> _Activity_
Copy out the data below verbatim.

> _Records from a collection_
━━━━━━━━

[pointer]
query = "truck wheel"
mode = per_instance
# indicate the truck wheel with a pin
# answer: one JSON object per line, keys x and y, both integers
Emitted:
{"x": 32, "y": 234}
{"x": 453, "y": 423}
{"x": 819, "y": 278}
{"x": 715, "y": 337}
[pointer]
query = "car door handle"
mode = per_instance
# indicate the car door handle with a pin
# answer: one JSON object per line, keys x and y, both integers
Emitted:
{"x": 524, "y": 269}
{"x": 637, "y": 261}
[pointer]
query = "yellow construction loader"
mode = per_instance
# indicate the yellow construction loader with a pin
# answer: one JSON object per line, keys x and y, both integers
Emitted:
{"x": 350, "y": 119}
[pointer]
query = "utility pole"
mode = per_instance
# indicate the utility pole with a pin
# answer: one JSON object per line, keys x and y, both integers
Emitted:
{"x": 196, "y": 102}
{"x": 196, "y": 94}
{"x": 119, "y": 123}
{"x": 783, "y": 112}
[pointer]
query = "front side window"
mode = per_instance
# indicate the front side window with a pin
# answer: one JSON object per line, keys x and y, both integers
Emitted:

━━━━━━━━

> _Solution_
[pointer]
query = "truck wheel"
mode = per_instance
# indicate the truck wheel with a pin
# answer: one JSON object per line, keys x and y, both integers
Emitted:
{"x": 32, "y": 234}
{"x": 453, "y": 423}
{"x": 819, "y": 278}
{"x": 715, "y": 337}
[pointer]
query = "car door handle"
mode = per_instance
# indicate the car door handle with a pin
# answer: one JSON object per line, keys x and y, both integers
Emitted:
{"x": 524, "y": 269}
{"x": 637, "y": 261}
[pointer]
query = "yellow construction loader"
mode = per_instance
# indicate the yellow construction loader with a pin
# answer: one JSON object per line, keys x and y, both integers
Emitted:
{"x": 350, "y": 119}
[pointer]
query = "utility pole"
mode = per_instance
# indicate the utility pole with a pin
# answer: one JSON object per line, keys x and y, both integers
Emitted:
{"x": 196, "y": 102}
{"x": 196, "y": 94}
{"x": 119, "y": 123}
{"x": 783, "y": 112}
[pointer]
query = "front side window"
mode = per_instance
# indicate the front side window with a pin
# answer: one JSON object per line, keys x and y, both integers
Emitted:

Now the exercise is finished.